ESTRATTO DEL TESTO:

▼

Grazie alla sua ricostruzione, il 4 marzo 2004 la Corte di Cassazione riconosce come autore materiale dell’omicidio Giuseppe Quadrano, con una pena di 14 anni perché divenuto collaboratore di giustizia e condanna all’ergastolo Mario Santoro e Francesco Piacenti quali coautori. Nonostante le sue dichiarazioni siano state determinanti negli accertamenti giudiziari, Augusto Di Meo attende ancora il riconoscimento come testimone di giustizia, simbolo che sarebbe importante per dimostrare al territorio dell’agro aversano che denunciare non solo è un dovere, ma è anche imprescindibile per ottenere un cambiamento.

Il 21 marzo 1994, due giorni dopo l’omicidio, si celebrano i funerali a cui accorrono oltre 20 mila persone. «Fu una giornata emozionante, che infondeva speranza», ricorda Renato Natale, sindaco di Casal di Principe allora e anche oggi, «quel mare di gente, quelle lenzuola bianche appese ai balconi della città, diedero il segnale che forse qualcosa sarebbe cambiato. Non a caso l’allora vescovo di Acerra don Antonio Riboldi in quell’occasione dichiarò: “È morto un sacerdote, ma è nato un popolo”»

Il miracolo di don Peppe Diana

Quel giorno avviene il miracolo di don Peppe. La sua morte attiva una forte presa di coscienza e innesca un percorso di riscatto della popolazione. «In quel momento abbiamo avuto anche un po’ paura, ma è durato soltanto poche ore, il tempo di guardarci in faccia e serrare le fila»dice Salvatore Cuoci, coordinatore del Comitato don Peppe Diana, «i camorristi erano convinti di aver seppellito persino la speranza, ma l’uccisione di don Peppe è stata il crinale, il punto di svolta da cui non siamo più tornati indietro. Quell’impegno ce lo siamo caricati sulle spalle e ci siamo assunti la responsabilità di poterlo tradurre in azioni concrete».

▲

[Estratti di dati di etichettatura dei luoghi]

▼

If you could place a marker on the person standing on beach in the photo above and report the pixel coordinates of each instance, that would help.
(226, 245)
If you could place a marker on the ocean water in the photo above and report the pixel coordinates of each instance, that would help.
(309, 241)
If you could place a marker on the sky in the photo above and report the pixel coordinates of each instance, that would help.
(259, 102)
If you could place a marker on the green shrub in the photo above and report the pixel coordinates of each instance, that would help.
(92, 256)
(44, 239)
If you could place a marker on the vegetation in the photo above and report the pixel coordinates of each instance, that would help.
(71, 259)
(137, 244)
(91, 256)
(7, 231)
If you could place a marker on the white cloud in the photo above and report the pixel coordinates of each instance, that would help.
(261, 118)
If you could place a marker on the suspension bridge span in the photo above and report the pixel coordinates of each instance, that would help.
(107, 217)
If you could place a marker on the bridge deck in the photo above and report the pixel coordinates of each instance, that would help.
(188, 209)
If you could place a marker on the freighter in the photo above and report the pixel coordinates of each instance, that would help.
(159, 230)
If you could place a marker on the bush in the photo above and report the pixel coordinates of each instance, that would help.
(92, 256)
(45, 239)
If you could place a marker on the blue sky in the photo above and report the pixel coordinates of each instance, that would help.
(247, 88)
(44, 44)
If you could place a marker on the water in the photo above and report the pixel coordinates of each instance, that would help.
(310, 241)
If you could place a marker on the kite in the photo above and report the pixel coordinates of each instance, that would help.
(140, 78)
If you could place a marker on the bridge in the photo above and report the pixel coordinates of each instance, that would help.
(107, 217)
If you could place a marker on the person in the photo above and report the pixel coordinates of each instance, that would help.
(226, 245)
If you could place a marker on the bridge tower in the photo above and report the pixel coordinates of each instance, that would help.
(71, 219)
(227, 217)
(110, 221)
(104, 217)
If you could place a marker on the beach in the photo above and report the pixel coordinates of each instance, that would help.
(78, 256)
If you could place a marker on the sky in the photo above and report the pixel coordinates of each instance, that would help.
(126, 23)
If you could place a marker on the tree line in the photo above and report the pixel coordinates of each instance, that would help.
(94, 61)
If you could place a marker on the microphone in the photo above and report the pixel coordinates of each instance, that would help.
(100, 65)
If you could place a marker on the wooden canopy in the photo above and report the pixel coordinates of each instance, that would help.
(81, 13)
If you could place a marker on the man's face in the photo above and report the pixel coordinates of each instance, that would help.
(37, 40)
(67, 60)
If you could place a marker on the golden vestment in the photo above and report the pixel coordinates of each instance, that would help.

▲

COSA FARAI: Nell'estratto del testo, quante persone accorrono ai funerali del 21 marzo 1994?

RISPOSTA ATTESA: Oltre 20 mila persone.